▶ _Source data_
++++++++++++++++++++

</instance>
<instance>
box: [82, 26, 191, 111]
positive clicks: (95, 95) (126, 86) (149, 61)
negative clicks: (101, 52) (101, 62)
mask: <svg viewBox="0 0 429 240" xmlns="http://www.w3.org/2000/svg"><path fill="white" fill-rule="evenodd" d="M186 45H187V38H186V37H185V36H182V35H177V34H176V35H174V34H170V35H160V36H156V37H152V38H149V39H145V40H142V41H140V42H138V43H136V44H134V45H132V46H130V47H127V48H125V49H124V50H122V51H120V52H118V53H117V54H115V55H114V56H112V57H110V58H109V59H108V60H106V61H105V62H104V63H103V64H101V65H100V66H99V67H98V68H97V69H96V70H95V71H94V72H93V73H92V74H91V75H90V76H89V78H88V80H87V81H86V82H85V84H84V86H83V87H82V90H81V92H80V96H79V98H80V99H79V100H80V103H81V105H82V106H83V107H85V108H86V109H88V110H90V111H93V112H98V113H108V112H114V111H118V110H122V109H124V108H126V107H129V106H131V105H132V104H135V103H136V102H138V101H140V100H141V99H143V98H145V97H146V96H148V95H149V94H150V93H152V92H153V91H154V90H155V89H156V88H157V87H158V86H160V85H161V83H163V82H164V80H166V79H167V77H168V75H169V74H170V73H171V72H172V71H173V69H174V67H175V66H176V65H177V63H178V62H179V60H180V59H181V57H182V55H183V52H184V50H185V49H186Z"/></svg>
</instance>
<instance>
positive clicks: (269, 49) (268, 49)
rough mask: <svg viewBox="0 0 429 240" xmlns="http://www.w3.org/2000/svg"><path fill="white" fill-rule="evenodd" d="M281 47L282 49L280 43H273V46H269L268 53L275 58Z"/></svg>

++++++++++++++++++++

Put these rows into a numbered list, leaving out any blank lines.

1. </instance>
2. <instance>
3. box: [82, 26, 191, 111]
4. positive clicks: (95, 95) (126, 86) (149, 61)
5. negative clicks: (101, 52) (101, 62)
6. mask: <svg viewBox="0 0 429 240" xmlns="http://www.w3.org/2000/svg"><path fill="white" fill-rule="evenodd" d="M186 45H187V38H186V37H185V36H182V35H177V34H176V35H174V34H170V35H160V36H156V37H152V38H149V39H145V40H142V41H140V42H138V43H136V44H134V45H132V46H130V47H127V48H125V49H124V50H122V51H120V52H118V53H117V54H115V55H114V56H112V57H110V58H109V59H108V60H106V61H105V62H104V63H103V64H101V65H100V66H99V67H98V68H97V69H96V70H95V71H94V72H93V73H92V74H91V75H90V76H89V78H88V80H87V81H86V82H85V84H84V86H83V87H82V90H81V92H80V96H79V98H80V99H79V100H80V103H81V105H82V106H83V107H85V108H86V109H88V110H90V111H93V112H98V113H108V112H114V111H118V110H122V109H124V108H126V107H129V106H131V105H132V104H135V103H136V102H138V101H140V100H141V99H143V98H145V97H146V96H148V95H149V94H150V93H152V92H153V91H154V90H155V89H156V88H157V87H158V86H160V85H161V83H163V82H164V80H166V79H167V77H168V75H169V74H170V73H171V72H172V71H173V69H174V67H175V66H176V65H177V63H178V62H179V60H180V59H181V57H182V55H183V52H184V50H185V49H186Z"/></svg>
7. </instance>
8. <instance>
9. positive clicks: (269, 49) (268, 49)
10. rough mask: <svg viewBox="0 0 429 240" xmlns="http://www.w3.org/2000/svg"><path fill="white" fill-rule="evenodd" d="M281 47L282 49L280 43H273V46H269L268 53L275 58Z"/></svg>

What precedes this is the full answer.